**WHAT IS NEEDED**
The entries should be given again in full. Alter nothing.

++++++

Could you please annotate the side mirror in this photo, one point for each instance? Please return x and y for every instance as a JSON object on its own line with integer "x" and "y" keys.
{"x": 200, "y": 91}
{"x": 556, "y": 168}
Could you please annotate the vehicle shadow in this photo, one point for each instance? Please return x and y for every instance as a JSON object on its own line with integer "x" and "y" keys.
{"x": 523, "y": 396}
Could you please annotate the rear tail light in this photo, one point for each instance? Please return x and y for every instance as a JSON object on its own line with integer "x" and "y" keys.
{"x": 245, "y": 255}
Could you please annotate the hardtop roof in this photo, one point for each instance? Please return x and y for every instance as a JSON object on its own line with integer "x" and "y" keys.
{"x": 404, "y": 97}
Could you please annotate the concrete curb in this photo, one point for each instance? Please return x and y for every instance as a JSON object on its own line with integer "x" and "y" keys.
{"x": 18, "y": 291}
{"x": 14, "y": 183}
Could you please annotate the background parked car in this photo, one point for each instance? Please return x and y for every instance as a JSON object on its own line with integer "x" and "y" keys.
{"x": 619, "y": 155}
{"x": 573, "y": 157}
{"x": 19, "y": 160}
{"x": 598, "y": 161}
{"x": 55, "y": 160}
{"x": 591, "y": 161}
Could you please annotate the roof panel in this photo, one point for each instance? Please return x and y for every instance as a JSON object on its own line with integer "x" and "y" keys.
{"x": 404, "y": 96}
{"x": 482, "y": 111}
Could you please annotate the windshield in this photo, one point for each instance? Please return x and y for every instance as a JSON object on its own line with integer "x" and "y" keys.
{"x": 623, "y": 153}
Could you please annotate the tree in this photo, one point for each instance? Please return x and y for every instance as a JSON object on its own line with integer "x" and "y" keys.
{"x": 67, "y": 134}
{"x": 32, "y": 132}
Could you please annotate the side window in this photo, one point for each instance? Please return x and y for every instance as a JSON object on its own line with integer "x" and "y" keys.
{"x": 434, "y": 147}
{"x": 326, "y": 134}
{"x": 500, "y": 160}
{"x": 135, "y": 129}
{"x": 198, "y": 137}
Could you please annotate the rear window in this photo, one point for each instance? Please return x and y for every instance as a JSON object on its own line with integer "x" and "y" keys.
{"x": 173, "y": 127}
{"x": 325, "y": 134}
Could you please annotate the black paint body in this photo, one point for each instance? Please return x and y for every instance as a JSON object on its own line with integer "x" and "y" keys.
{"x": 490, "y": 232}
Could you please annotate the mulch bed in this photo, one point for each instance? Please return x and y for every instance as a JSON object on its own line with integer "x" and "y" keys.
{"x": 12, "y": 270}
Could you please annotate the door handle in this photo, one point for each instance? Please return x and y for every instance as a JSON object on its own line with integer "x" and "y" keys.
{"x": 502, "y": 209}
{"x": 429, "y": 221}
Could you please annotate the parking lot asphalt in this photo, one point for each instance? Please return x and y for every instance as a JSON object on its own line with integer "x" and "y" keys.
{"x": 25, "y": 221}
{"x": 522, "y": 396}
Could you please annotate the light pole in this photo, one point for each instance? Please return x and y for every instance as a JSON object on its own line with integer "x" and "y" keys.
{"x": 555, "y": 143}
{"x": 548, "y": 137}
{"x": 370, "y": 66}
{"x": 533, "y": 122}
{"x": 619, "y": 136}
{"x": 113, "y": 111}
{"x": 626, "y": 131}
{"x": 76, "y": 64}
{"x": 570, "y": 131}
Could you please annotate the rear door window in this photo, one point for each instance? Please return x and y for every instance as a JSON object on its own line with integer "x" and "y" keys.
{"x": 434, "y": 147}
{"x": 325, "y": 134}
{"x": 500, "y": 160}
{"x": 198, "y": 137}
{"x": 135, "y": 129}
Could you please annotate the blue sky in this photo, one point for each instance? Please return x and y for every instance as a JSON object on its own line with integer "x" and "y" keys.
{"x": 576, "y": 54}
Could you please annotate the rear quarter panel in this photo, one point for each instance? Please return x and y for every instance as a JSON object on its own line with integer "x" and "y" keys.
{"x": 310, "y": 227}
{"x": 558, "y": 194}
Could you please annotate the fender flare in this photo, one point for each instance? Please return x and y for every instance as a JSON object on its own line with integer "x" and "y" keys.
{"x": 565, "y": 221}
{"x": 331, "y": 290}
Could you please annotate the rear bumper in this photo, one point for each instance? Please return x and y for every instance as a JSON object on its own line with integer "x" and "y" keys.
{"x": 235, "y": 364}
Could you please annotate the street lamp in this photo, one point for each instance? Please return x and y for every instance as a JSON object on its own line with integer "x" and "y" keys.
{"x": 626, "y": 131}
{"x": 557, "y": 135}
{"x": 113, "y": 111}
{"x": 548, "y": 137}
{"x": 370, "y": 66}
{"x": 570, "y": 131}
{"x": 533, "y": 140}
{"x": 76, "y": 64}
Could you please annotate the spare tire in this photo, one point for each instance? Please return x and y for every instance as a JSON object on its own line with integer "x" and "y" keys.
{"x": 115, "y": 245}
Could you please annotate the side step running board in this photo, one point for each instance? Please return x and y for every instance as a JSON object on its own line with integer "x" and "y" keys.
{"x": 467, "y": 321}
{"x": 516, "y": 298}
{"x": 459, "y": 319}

++++++

**ANSWER TO THE PROBLEM**
Could you please annotate the side mirror in this photo, one point for each instance? Please return x and y for every instance as a JSON object on its own line with integer "x" and "y" keys.
{"x": 200, "y": 91}
{"x": 556, "y": 168}
Could you please annotate the vehicle shadow in this photo, one point for each instance? Please return x and y for every instance as a JSON object on its own line with integer "x" and "y" keys.
{"x": 523, "y": 396}
Could you please annotate the rear tail light in this photo, one point for each instance? Please return x and y for every instance as a JSON object on its own line with integer "x" and "y" keys.
{"x": 245, "y": 255}
Could you please annotate the hardtop roof in this photo, one point for each instance? Please return x and y for every instance as a JSON object on its own line with integer "x" and "y" keys.
{"x": 404, "y": 97}
Could you please annotate the concrete curb in this photo, one point for each instance? Please return x and y for every instance as a JSON object on its own line with integer "x" and "y" keys.
{"x": 18, "y": 291}
{"x": 14, "y": 183}
Could you please annotate the background parked car in this photo, one point for each instance? Please return x and y for every instance as a JSON object on its own line with integer "x" and "y" keys.
{"x": 619, "y": 155}
{"x": 573, "y": 157}
{"x": 19, "y": 160}
{"x": 598, "y": 161}
{"x": 55, "y": 160}
{"x": 591, "y": 161}
Could you please annotate the roof panel in this photo, one point for each instance? Please return x and y for every instance as a JSON object on its own line with integer "x" and "y" keys.
{"x": 404, "y": 96}
{"x": 482, "y": 111}
Could you please annotate the windshield in this photo, one point for each instance? Please return x and y for every instance as a JSON object on its own line with integer "x" and "y" keys.
{"x": 623, "y": 153}
Could you please annotate the tree in this photo, one point for each instance? Please return x and y for every instance as a JSON object on its own line with integer "x" and "y" keys.
{"x": 67, "y": 134}
{"x": 32, "y": 132}
Could you please annotate the side window in this photo, one point for each instance? Please return x and y for every instance as a JSON object on its own line with integer "x" and "y" keys.
{"x": 434, "y": 147}
{"x": 326, "y": 134}
{"x": 500, "y": 160}
{"x": 135, "y": 129}
{"x": 198, "y": 137}
Could you please annotate the rear window in this photo, one point for each instance? Please return x and y for every instance as a JSON object on its own line with integer "x" and "y" keys.
{"x": 173, "y": 127}
{"x": 325, "y": 134}
Could you please annotate the black paint body in this photo, one point for each instance? Please return x and y for every instance as a JSON object on its own line with integer "x" and "y" keys.
{"x": 490, "y": 232}
Could you please annotate the mulch bed in this photo, one point for each instance? Please return x and y for every instance as a JSON object on its own line with integer "x" and "y" keys.
{"x": 12, "y": 270}
Could you please annotate the door handle in this photo, one point for each instance? Please return x and y for every instance as a JSON object on its own line with integer "x" and "y" keys.
{"x": 502, "y": 209}
{"x": 429, "y": 221}
Could you please annotate the parking lot asphalt in this photo, one point for each instance? Please return x and y for every instance as a JSON object on its own line with integer "x" and "y" keys.
{"x": 25, "y": 221}
{"x": 522, "y": 396}
Could you please annotate the light pole in this photo, one point for each instance? Please return x and y for every instance as a JSON object on its own line with integer "x" and "y" keys.
{"x": 555, "y": 143}
{"x": 548, "y": 137}
{"x": 370, "y": 66}
{"x": 533, "y": 122}
{"x": 619, "y": 136}
{"x": 113, "y": 111}
{"x": 626, "y": 131}
{"x": 76, "y": 64}
{"x": 570, "y": 131}
Could you please annotate the rear door window in this photo, one point for each instance? Please return x and y for every instance as a JSON object on its own line with integer "x" and "y" keys.
{"x": 434, "y": 147}
{"x": 325, "y": 134}
{"x": 500, "y": 160}
{"x": 198, "y": 137}
{"x": 135, "y": 129}
Could you please annotate the blue sky in this photo, one point for each instance? Please return x and y for every instance as a JSON object on its own line with integer "x" and "y" keys.
{"x": 576, "y": 54}
Could you please annotate the rear quarter panel in this photo, one point for each instance? Please return x and y for every instance as a JSON object on its own line with integer "x" and "y" keys.
{"x": 310, "y": 227}
{"x": 558, "y": 194}
Could you please annotate the fender flare in this photo, one point for each instance? Please return x and y for every instance as a JSON object on its own line with integer "x" and "y" keys.
{"x": 565, "y": 221}
{"x": 331, "y": 290}
Could you please annotate the rear bumper in this photo, one point for each instance? Please return x and y for every instance as a JSON object on its own line with integer "x" and "y" keys.
{"x": 235, "y": 364}
Could you please annotate the street lamp in this photo, one point for each instance? Please return x and y for every instance as a JSON object on its own line with integer "x" and "y" keys.
{"x": 626, "y": 131}
{"x": 557, "y": 135}
{"x": 113, "y": 111}
{"x": 548, "y": 137}
{"x": 370, "y": 66}
{"x": 570, "y": 131}
{"x": 533, "y": 140}
{"x": 76, "y": 64}
Could you please annotate the spare tire in this photo, one point for each instance? Please return x and y for every instance as a JSON object on its own line with integer "x" and "y" keys.
{"x": 115, "y": 245}
Could you please annotate the side step running board in this photo, one point for each instance? Please return x and y for every instance as a JSON object on its own line with integer "x" and "y" keys.
{"x": 467, "y": 321}
{"x": 516, "y": 298}
{"x": 459, "y": 319}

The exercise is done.